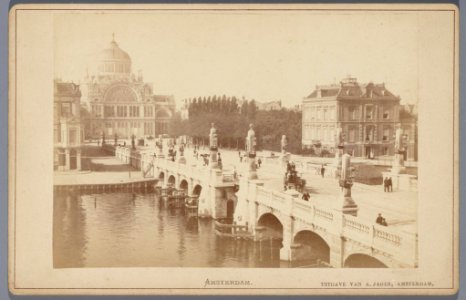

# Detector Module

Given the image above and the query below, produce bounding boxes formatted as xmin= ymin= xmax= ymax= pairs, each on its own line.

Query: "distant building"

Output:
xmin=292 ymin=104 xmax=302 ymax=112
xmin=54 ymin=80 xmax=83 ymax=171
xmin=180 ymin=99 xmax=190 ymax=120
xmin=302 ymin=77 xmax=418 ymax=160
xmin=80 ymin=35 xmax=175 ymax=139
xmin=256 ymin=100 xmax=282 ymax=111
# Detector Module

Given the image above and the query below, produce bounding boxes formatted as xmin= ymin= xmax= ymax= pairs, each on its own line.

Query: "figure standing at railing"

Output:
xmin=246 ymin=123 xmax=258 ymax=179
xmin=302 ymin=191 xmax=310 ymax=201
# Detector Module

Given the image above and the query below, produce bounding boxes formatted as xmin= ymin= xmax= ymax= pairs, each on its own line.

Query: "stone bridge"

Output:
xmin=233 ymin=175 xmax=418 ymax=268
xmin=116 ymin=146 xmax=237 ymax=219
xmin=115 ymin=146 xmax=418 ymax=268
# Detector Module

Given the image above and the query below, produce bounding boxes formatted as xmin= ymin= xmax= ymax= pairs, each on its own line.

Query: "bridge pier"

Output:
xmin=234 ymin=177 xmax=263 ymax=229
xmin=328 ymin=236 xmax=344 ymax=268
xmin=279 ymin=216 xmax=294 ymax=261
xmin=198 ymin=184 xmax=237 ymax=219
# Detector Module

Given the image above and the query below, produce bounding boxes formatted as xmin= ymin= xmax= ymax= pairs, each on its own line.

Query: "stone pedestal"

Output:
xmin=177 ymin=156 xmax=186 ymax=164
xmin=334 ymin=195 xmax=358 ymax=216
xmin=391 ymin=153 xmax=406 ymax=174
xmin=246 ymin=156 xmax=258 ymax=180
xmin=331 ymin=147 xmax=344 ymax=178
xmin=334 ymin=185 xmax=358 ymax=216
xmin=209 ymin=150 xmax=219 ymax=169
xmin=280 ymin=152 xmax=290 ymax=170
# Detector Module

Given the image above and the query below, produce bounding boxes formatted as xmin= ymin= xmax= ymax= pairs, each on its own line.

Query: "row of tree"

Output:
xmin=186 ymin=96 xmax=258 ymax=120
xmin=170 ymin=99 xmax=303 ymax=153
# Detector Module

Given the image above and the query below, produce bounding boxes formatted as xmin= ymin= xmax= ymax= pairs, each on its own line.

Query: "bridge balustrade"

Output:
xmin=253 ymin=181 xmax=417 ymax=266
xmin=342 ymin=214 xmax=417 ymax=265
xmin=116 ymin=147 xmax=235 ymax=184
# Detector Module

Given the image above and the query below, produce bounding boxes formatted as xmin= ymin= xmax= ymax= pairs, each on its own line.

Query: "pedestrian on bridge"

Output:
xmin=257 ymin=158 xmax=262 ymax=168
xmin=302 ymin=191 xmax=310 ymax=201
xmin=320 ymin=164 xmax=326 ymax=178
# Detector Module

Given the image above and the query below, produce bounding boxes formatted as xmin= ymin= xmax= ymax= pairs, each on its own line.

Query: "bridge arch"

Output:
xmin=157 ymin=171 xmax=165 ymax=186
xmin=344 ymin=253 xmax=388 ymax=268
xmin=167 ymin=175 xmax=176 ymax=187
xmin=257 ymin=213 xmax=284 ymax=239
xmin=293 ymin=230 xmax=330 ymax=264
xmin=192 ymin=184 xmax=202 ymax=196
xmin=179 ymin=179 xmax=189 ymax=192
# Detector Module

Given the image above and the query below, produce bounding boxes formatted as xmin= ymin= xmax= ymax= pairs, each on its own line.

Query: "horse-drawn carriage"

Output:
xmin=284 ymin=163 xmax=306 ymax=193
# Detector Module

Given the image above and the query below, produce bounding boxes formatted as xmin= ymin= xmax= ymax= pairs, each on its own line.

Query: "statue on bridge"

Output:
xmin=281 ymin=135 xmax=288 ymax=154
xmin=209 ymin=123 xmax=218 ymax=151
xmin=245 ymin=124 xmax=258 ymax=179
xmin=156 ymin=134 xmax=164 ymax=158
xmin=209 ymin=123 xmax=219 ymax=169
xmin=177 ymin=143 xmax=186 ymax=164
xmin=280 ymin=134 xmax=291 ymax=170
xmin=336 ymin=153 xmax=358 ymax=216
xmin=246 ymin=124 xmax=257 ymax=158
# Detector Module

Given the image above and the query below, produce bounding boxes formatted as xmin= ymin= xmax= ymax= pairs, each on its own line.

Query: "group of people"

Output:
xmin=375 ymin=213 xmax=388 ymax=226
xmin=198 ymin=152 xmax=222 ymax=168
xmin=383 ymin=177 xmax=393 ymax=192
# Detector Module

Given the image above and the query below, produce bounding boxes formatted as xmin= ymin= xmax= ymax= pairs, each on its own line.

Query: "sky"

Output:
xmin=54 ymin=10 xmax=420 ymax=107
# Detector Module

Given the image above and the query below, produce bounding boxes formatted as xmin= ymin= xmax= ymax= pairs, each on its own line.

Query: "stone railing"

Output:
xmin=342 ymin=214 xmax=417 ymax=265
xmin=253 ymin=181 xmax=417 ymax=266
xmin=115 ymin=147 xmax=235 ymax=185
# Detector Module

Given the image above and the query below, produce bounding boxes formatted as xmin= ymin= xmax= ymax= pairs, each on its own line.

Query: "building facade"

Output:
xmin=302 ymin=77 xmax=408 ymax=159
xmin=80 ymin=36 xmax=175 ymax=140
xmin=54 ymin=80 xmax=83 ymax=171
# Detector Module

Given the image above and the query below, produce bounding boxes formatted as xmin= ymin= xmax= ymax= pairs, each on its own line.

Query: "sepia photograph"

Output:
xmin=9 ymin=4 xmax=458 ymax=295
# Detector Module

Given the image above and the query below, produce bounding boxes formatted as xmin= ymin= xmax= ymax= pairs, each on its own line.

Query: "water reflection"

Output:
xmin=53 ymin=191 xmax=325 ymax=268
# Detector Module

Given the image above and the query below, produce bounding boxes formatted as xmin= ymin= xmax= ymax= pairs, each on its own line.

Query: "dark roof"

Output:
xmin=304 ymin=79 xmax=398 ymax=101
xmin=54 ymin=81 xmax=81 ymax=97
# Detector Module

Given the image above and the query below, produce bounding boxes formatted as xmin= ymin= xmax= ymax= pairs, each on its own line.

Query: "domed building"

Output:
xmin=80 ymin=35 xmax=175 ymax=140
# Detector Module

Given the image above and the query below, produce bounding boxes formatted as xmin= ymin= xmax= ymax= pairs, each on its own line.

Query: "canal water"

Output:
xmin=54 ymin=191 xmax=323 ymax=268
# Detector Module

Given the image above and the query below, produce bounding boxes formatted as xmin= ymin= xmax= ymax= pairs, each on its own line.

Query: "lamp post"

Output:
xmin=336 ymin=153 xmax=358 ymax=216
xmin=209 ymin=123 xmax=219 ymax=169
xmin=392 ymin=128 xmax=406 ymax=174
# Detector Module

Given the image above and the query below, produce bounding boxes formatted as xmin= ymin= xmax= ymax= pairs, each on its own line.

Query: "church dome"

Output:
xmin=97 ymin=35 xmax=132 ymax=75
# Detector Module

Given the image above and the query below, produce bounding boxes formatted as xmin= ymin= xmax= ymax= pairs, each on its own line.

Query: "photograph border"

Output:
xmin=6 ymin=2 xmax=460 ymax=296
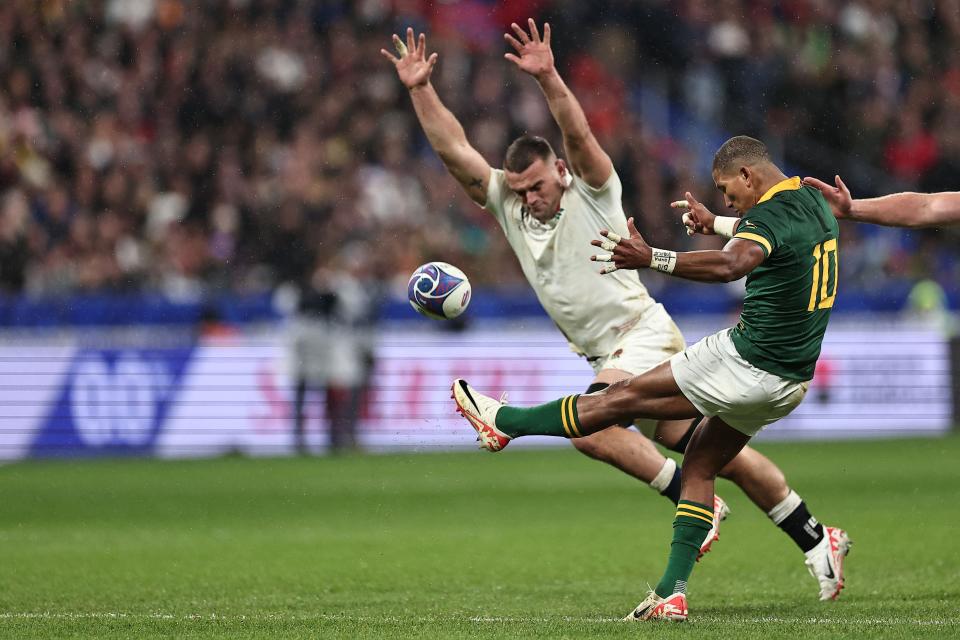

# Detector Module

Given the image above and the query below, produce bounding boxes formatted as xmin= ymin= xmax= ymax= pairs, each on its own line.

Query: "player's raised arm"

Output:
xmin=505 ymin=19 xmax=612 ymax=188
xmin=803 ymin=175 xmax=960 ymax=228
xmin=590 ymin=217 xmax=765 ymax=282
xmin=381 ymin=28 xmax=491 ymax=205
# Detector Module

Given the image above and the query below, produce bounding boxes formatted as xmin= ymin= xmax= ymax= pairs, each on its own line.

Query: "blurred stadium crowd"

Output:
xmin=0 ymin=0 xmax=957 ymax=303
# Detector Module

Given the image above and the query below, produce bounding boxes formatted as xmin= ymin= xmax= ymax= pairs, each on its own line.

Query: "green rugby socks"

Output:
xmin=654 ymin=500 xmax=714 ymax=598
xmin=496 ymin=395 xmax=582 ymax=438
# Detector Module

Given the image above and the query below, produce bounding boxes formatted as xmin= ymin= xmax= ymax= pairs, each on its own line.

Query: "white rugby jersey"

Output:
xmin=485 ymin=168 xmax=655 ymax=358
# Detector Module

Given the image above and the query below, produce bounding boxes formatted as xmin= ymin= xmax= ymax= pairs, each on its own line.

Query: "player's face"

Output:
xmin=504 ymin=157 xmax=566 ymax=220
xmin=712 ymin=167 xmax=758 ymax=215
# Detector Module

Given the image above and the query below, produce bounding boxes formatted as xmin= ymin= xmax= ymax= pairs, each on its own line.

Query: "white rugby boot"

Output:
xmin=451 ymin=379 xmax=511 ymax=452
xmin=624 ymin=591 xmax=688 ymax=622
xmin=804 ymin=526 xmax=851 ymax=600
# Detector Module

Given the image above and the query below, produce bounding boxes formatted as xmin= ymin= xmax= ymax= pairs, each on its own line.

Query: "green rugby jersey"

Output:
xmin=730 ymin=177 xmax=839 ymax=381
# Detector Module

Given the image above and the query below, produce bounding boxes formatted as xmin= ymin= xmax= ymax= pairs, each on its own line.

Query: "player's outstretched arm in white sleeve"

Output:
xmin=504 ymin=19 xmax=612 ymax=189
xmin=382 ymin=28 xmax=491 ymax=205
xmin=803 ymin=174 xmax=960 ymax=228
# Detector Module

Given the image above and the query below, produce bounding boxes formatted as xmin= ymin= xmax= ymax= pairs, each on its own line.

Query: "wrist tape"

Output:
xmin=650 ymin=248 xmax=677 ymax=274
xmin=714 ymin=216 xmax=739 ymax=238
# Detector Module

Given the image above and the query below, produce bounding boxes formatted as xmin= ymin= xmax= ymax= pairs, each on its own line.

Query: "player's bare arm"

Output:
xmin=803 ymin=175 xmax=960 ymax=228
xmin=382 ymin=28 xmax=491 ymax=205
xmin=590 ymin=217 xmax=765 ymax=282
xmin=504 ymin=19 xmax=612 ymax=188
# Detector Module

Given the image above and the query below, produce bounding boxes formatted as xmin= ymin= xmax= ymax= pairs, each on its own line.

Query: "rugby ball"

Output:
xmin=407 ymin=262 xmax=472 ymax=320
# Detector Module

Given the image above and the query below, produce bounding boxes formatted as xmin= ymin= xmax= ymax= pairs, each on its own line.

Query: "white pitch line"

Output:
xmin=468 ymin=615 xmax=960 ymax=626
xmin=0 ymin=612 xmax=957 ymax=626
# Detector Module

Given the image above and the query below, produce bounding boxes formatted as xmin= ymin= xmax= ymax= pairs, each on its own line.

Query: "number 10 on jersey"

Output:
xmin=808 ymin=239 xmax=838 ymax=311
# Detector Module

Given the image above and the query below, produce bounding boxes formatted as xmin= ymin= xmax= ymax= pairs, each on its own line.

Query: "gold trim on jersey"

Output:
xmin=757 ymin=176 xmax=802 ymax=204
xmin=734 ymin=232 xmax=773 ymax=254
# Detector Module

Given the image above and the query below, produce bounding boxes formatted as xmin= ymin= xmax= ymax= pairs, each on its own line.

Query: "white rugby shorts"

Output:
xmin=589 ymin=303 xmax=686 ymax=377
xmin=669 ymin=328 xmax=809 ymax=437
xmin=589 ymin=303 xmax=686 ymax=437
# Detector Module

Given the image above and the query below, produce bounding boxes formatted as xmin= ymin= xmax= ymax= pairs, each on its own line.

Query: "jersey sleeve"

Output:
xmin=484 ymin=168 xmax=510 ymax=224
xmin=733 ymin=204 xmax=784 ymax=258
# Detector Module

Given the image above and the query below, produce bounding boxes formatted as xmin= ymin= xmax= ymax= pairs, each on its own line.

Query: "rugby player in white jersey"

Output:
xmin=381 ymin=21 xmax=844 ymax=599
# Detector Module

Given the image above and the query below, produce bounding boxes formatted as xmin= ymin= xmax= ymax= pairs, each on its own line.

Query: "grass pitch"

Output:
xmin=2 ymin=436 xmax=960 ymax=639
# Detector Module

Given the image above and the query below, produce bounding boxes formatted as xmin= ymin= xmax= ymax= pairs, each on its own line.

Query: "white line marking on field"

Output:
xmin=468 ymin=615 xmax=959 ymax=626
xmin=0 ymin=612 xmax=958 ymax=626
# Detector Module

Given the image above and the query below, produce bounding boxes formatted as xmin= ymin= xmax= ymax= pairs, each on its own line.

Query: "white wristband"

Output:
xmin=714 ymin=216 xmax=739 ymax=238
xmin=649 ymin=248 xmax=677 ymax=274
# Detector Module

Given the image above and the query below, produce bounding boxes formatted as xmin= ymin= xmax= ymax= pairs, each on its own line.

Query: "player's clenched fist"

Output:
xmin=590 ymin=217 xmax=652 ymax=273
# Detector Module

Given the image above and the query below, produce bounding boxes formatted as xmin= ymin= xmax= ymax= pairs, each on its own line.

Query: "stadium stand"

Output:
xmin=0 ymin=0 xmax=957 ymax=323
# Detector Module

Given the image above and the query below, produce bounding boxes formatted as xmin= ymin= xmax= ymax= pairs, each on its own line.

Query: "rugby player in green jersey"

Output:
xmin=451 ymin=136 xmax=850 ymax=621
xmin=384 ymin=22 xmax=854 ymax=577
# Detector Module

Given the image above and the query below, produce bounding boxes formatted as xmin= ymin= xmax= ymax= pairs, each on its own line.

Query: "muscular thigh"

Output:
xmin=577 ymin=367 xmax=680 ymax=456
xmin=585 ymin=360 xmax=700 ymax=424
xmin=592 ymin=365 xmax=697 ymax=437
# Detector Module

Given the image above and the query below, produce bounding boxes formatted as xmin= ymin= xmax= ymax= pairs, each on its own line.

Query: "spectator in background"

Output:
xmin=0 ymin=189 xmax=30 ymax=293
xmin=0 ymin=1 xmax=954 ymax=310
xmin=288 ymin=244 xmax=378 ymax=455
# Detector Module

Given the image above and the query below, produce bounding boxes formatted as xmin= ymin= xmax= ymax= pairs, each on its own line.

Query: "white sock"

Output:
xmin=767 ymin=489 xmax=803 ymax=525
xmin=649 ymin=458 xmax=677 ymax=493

§ **Action item**: Search the data above for lines holding "stadium" and copy each of them.

§ **Exercise solution**:
Query: "blurred stadium crowd"
Query: "stadium stand"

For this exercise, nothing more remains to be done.